En otro lado se sitúan quienes afirman que algo debe fallar en las ciencias sociales cuando la realidad social es tan insatisfactoria. Las ciencias naturales han logrado notables realizaciones en las dos o tres últimas centurias, elevando el nivel de vida de forma considerable. Las ciencias sociales, en cambio, han fracasado de modo lamentable en su pretensión de mejorar las condiciones humanas. No han sido capaces de suprimir la miseria y el hambre, las crisis económicas y el paro, la guerra y la tiranía. Son, pues, ciencias estériles, que en nada contribuyen a la felicidad y a la bienandanza de la humanidad.

Estos detractores no advierten que los grandes progresos de los métodos técnicos de producción y el consiguiente incremento de la riqueza y el bienestar se materializaron únicamente cuando se aplicaron las medidas liberales que eran la aplicación práctica de las enseñanzas de la economía. Fueron las ideas de los economistas clásicos las que eliminaron las barreras impuestas por las viejas leyes, costumbres y prejuicios seculares sobre las aplicaciones tecnológicas y las que liberaron a promotores e innovadores geniales de la camisa de fuerza con que la organización gremial, el paternalismo gubernamental y toda suerte de presiones sociales les maniataban. Los economistas minaron el venerado prestigio de militaristas y expoliadores, poniendo de manifiesto los beneficios que comporta la pacífica actividad mercantil. Ninguno de los grandes inventos modernos se habría implantado si la mentalidad de la era precapitalista no hubiera sido completamente destruida por los economistas. La generalmente denominada «revolución industrial» fue consecuencia de la «revolución ideológica» provocada por las doctrinas económicas. Los economistas demostraron la inconsistencia de los viejos dogmas: que no es lícito ni justo vencer al competidor produciendo géneros mejores y más baratos; que es reprochable desviarse de los métodos tradicionales de producción; que las máquinas son perniciosas porque causan paro; que el deber de gobernante consiste en impedir el enriquecimiento del empresario y conceder protección a los menos aptos frente a la competencia de los más eficientes; que restringir la libertad empresarial mediante la fuerza y la coacción del estado o de otros organismos y asociaciones promueve el bienestar social. La escuela de Manchester y los fisiócratas franceses formaron la vanguardia del capitalismo moderno. Sólo gracias a ellos pudieron progresar esas ciencias naturales que han derramado beneficios sin cuento sobre las masas.

+++

# Tarea breve 1
Indica si cada afirmación concuerda con el fragmento seleccionado, con sí o no y la cita textual que lo decide: (a) la revolución industrial fue consecuencia de una revolución ideológica provocada por las doctrinas económicas; (b) los fisiócratas franceses se opusieron al capitalismo moderno; (c) los economistas sostuvieron que las máquinas son perniciosas porque causan paro.
El fragmento y las filas son materiales independientes entre sí.

+++

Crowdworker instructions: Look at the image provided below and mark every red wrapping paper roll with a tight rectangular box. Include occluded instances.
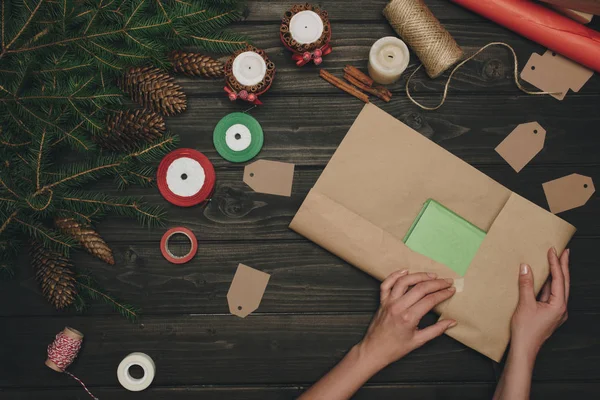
[450,0,600,72]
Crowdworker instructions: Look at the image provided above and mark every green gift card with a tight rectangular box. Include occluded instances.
[404,199,485,276]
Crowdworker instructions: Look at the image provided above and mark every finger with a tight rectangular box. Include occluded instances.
[380,269,408,303]
[415,319,456,346]
[519,264,535,305]
[540,277,552,303]
[408,287,456,320]
[548,247,565,303]
[392,272,437,299]
[559,249,571,303]
[398,279,453,309]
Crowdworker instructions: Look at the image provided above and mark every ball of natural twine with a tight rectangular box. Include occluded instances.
[383,0,463,78]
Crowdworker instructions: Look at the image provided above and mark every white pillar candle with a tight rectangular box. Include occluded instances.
[369,36,410,85]
[231,51,267,86]
[290,10,323,44]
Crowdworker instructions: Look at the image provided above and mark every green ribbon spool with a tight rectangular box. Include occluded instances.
[213,112,264,162]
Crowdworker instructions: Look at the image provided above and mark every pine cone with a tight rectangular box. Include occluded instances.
[170,50,224,78]
[94,110,166,151]
[54,218,115,265]
[31,244,77,310]
[119,67,187,115]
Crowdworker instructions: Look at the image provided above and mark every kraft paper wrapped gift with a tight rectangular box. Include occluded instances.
[290,104,575,361]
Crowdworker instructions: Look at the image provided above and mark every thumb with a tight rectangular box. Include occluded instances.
[519,264,536,304]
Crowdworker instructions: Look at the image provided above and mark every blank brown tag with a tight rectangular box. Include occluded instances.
[244,160,294,197]
[542,174,596,214]
[496,122,546,172]
[227,264,271,318]
[521,50,594,100]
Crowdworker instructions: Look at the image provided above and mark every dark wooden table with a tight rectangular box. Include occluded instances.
[0,0,600,400]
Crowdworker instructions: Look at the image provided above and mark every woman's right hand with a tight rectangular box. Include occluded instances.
[511,248,570,359]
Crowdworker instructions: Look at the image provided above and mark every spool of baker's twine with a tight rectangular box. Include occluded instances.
[46,327,98,400]
[383,0,463,78]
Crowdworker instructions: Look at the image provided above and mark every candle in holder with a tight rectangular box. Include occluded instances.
[369,36,410,85]
[290,10,323,44]
[231,51,267,86]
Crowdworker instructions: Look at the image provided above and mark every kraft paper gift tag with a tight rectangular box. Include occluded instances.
[244,160,294,197]
[496,122,546,172]
[521,50,594,100]
[542,174,596,214]
[290,104,575,361]
[227,264,271,318]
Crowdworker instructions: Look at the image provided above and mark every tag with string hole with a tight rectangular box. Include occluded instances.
[496,122,546,172]
[227,264,271,318]
[542,174,596,214]
[244,160,294,197]
[521,50,594,100]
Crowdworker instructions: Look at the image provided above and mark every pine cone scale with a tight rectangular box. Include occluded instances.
[54,218,115,265]
[119,67,187,115]
[31,244,77,310]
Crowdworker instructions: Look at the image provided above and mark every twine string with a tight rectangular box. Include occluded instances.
[383,0,463,78]
[406,42,560,111]
[48,332,98,400]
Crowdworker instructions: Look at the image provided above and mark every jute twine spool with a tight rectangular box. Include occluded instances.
[383,0,463,78]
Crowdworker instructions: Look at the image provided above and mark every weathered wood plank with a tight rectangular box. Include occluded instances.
[0,238,600,317]
[167,93,600,167]
[89,165,600,243]
[0,382,600,400]
[0,314,496,388]
[246,0,481,21]
[178,20,600,95]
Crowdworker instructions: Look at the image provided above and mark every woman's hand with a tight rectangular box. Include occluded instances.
[511,248,570,358]
[494,248,570,400]
[299,271,456,400]
[358,271,456,368]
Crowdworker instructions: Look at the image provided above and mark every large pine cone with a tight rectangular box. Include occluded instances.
[119,67,187,115]
[31,244,77,310]
[54,218,115,265]
[170,50,224,78]
[94,110,166,151]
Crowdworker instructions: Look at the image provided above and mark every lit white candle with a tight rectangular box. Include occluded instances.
[369,36,410,85]
[231,51,267,86]
[290,10,323,44]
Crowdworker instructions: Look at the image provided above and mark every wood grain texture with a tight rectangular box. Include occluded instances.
[0,238,600,317]
[0,0,600,400]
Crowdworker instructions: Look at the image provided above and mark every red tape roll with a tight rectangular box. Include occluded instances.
[160,226,198,264]
[156,149,216,207]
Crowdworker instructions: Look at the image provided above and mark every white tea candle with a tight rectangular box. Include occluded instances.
[369,36,410,85]
[290,10,323,44]
[231,51,267,86]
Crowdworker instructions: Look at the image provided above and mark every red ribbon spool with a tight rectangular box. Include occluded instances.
[156,149,216,207]
[160,226,198,264]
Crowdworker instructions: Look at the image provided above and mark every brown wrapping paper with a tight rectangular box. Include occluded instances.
[290,104,575,361]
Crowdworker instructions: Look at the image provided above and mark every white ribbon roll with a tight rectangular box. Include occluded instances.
[117,353,156,392]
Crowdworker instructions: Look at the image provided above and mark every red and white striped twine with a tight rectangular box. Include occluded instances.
[48,331,98,400]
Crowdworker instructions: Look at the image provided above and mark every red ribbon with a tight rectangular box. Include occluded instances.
[292,43,333,67]
[223,86,262,106]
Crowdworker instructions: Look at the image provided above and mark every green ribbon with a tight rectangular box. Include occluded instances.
[213,112,264,162]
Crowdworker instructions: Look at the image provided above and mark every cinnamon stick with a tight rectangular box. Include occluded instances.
[319,69,369,103]
[344,73,392,103]
[344,65,373,87]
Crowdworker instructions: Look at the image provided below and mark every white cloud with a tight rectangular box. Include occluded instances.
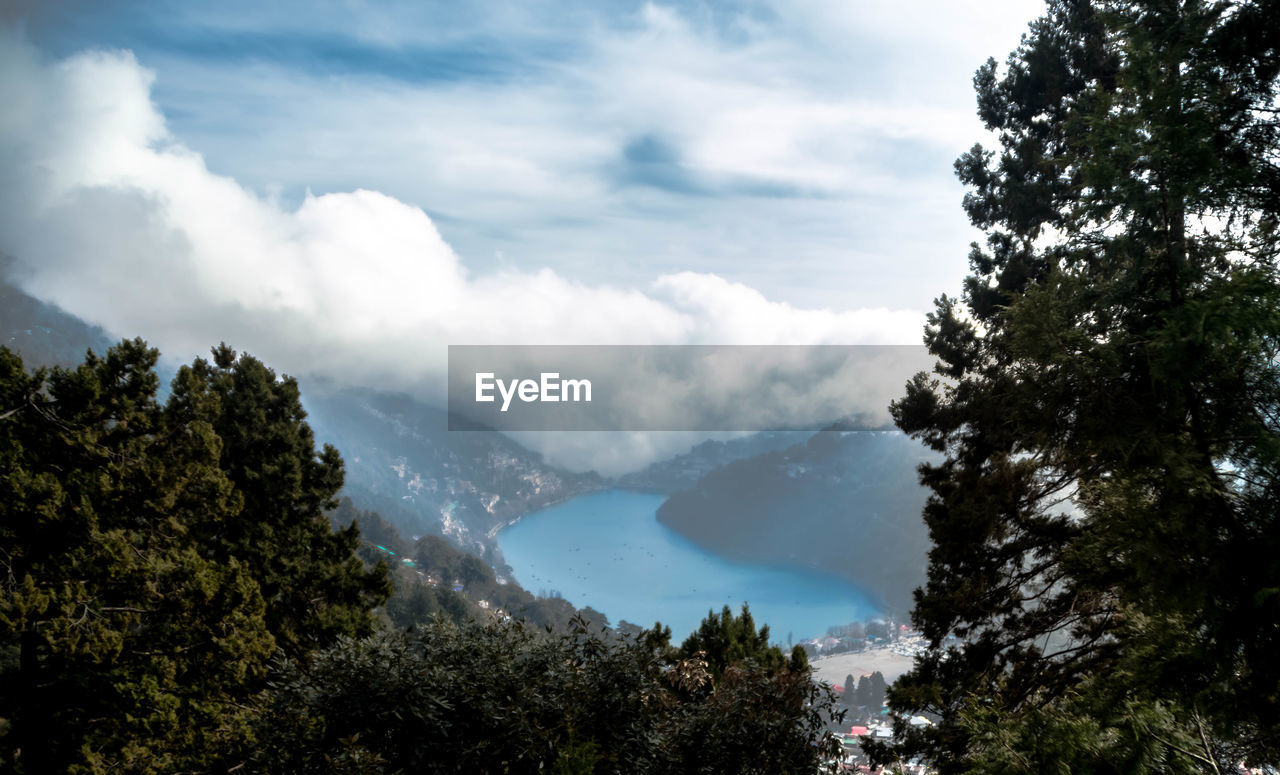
[0,32,923,471]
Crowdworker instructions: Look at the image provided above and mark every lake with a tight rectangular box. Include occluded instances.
[498,489,878,644]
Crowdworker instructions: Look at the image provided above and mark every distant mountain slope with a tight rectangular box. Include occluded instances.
[303,383,605,553]
[0,274,603,567]
[0,270,111,366]
[616,430,813,493]
[658,432,929,612]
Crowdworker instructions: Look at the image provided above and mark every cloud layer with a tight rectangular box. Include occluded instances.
[0,31,952,465]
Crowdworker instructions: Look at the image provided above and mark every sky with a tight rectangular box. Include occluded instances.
[0,0,1042,468]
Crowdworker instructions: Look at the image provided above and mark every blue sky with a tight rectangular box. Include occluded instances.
[7,1,1038,309]
[0,0,1041,468]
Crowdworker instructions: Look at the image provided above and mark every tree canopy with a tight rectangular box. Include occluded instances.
[878,0,1280,772]
[0,341,387,772]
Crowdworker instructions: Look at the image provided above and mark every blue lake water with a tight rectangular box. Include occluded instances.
[498,489,877,643]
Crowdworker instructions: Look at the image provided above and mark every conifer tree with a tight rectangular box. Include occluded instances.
[877,0,1280,772]
[0,339,387,772]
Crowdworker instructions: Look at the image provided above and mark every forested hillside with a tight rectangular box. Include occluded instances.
[658,432,932,612]
[0,341,836,775]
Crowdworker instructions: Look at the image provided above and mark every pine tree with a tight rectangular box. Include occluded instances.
[0,341,275,772]
[878,0,1280,772]
[166,345,390,657]
[0,341,387,772]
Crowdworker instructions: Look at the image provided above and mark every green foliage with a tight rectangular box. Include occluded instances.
[878,0,1280,772]
[0,341,385,772]
[256,612,832,774]
[677,603,793,678]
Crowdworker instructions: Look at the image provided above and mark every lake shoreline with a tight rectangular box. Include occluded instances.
[497,488,882,644]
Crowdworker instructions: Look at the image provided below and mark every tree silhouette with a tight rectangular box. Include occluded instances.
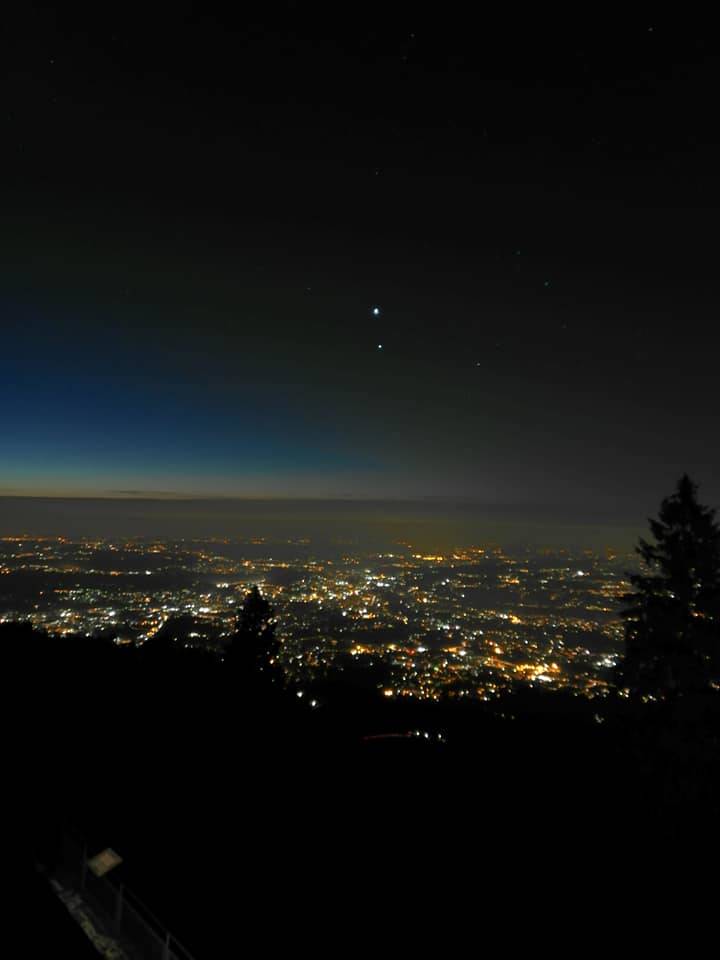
[227,586,281,686]
[618,474,720,696]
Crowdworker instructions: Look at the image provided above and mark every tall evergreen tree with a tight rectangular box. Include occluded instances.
[618,474,720,696]
[227,586,281,686]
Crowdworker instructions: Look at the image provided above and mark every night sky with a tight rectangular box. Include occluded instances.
[0,9,720,521]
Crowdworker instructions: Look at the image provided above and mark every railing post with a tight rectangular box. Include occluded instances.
[80,842,87,890]
[115,884,123,936]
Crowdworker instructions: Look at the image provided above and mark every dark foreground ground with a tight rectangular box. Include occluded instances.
[12,630,720,960]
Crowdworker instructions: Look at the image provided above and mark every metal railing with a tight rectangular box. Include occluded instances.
[62,834,195,960]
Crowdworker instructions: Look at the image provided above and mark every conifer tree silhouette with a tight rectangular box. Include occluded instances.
[227,586,281,686]
[618,474,720,696]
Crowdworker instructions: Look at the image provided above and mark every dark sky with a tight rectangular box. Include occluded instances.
[0,2,720,518]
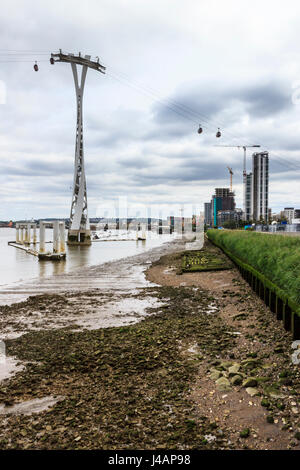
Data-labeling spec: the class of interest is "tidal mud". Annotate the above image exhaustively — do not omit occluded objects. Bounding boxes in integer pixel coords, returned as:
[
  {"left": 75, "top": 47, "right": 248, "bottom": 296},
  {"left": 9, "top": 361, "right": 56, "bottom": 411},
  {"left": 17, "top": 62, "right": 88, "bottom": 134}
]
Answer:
[{"left": 0, "top": 244, "right": 300, "bottom": 449}]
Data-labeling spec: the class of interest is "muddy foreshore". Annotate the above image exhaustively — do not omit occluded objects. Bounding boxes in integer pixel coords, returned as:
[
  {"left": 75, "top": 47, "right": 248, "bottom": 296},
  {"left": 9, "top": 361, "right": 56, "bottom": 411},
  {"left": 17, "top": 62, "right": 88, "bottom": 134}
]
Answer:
[{"left": 0, "top": 243, "right": 300, "bottom": 449}]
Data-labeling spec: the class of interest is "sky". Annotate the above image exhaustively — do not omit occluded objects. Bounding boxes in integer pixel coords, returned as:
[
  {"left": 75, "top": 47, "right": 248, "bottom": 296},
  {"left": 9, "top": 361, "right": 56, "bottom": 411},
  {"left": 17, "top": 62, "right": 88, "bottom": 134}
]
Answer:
[{"left": 0, "top": 0, "right": 300, "bottom": 220}]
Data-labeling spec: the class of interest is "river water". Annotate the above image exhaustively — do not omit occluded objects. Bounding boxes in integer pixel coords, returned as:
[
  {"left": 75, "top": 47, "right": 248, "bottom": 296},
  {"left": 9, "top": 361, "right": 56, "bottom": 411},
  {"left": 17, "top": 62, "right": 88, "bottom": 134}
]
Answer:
[{"left": 0, "top": 228, "right": 174, "bottom": 305}]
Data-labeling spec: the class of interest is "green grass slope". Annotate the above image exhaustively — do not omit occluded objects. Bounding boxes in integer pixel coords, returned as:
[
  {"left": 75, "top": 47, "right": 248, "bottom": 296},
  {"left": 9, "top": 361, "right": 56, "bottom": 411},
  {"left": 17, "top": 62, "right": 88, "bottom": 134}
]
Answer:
[{"left": 207, "top": 230, "right": 300, "bottom": 304}]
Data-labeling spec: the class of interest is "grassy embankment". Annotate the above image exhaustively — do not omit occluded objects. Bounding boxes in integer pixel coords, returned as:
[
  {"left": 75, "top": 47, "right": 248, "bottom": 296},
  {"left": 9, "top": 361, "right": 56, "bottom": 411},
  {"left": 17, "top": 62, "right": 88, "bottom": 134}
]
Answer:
[{"left": 207, "top": 230, "right": 300, "bottom": 335}]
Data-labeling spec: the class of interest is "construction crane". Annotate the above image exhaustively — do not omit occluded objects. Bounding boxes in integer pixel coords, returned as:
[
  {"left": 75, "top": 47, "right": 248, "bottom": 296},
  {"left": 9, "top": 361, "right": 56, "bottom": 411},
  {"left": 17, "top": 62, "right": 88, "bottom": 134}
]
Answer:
[
  {"left": 227, "top": 166, "right": 233, "bottom": 193},
  {"left": 216, "top": 145, "right": 260, "bottom": 218},
  {"left": 216, "top": 145, "right": 260, "bottom": 177}
]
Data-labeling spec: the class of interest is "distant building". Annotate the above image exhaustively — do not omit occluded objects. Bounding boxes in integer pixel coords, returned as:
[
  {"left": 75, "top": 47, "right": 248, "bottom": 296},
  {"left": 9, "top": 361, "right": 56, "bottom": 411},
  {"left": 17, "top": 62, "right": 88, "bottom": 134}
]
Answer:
[
  {"left": 282, "top": 207, "right": 295, "bottom": 224},
  {"left": 211, "top": 188, "right": 235, "bottom": 226},
  {"left": 244, "top": 152, "right": 269, "bottom": 223},
  {"left": 251, "top": 152, "right": 269, "bottom": 223},
  {"left": 294, "top": 209, "right": 300, "bottom": 219},
  {"left": 218, "top": 209, "right": 243, "bottom": 227},
  {"left": 244, "top": 173, "right": 252, "bottom": 221},
  {"left": 204, "top": 202, "right": 212, "bottom": 225}
]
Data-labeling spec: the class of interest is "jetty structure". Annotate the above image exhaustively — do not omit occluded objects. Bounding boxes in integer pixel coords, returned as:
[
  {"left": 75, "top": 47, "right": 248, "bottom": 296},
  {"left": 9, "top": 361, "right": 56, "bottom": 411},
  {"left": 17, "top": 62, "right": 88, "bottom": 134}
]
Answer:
[
  {"left": 8, "top": 220, "right": 66, "bottom": 261},
  {"left": 50, "top": 49, "right": 105, "bottom": 245}
]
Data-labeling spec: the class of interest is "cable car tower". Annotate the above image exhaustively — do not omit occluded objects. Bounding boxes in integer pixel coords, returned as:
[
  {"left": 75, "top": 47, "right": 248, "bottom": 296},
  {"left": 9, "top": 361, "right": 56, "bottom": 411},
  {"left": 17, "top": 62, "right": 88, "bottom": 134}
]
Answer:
[{"left": 50, "top": 49, "right": 105, "bottom": 245}]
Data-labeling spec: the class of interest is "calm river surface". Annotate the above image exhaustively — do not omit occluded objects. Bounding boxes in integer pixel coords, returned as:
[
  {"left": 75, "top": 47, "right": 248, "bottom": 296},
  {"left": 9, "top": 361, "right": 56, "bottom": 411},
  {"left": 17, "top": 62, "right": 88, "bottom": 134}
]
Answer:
[{"left": 0, "top": 228, "right": 171, "bottom": 289}]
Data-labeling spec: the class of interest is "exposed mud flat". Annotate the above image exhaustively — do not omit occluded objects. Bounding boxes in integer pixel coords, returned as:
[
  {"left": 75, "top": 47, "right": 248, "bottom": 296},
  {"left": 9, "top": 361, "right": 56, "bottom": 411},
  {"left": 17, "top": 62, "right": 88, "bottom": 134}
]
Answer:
[
  {"left": 0, "top": 357, "right": 25, "bottom": 382},
  {"left": 0, "top": 244, "right": 300, "bottom": 450},
  {"left": 0, "top": 396, "right": 64, "bottom": 416},
  {"left": 0, "top": 241, "right": 184, "bottom": 340}
]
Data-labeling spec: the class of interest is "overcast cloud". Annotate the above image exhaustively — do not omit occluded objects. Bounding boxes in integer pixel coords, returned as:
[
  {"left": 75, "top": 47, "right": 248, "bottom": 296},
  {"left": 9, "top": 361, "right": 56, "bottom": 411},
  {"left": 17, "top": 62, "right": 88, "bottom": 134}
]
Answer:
[{"left": 0, "top": 0, "right": 300, "bottom": 220}]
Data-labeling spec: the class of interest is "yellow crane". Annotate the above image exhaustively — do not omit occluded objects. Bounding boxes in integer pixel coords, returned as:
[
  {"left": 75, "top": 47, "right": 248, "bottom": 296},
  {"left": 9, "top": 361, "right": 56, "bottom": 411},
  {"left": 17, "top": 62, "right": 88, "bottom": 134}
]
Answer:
[{"left": 227, "top": 166, "right": 233, "bottom": 193}]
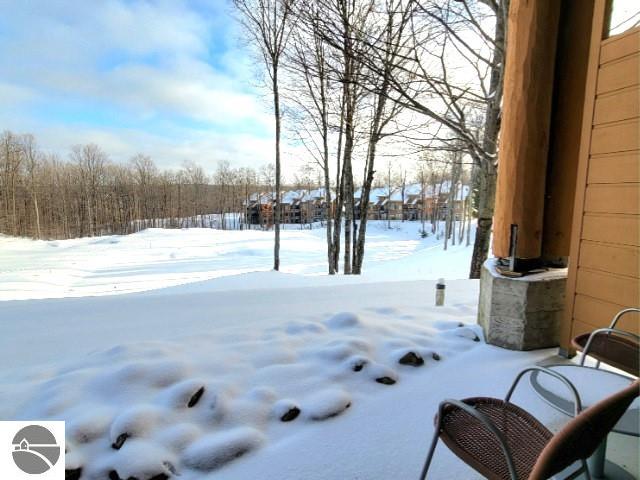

+++

# Tarea breve 2
Por favor, reproduce sin cambios las líneas de las filas, empezando en la que contiene "pine cone scale" y terminando en la que contiene "[48,332,98,400]", ambas incluidas.

# Respuesta desarrollada 1
(a) Sí: "La generalmente denominada «revolución industrial» fue consecuencia de la «revolución ideológica» provocada por las doctrinas económicas."
(b) No: "La escuela de Manchester y los fisiócratas franceses formaron la vanguardia del capitalismo moderno."
(c) No: "Los economistas demostraron la inconsistencia de los viejos dogmas"

# Respuesta desarrollada 2
Crowdworker instructions: Look at the image provided above and mark every pine cone scale with a tight rectangular box. Include occluded instances.
[54,218,115,265]
[119,67,187,115]
[31,244,77,310]
Crowdworker instructions: Look at the image provided above and mark every twine string with a tight rectangular box. Include occluded instances.
[383,0,463,78]
[406,42,560,111]
[48,332,98,400]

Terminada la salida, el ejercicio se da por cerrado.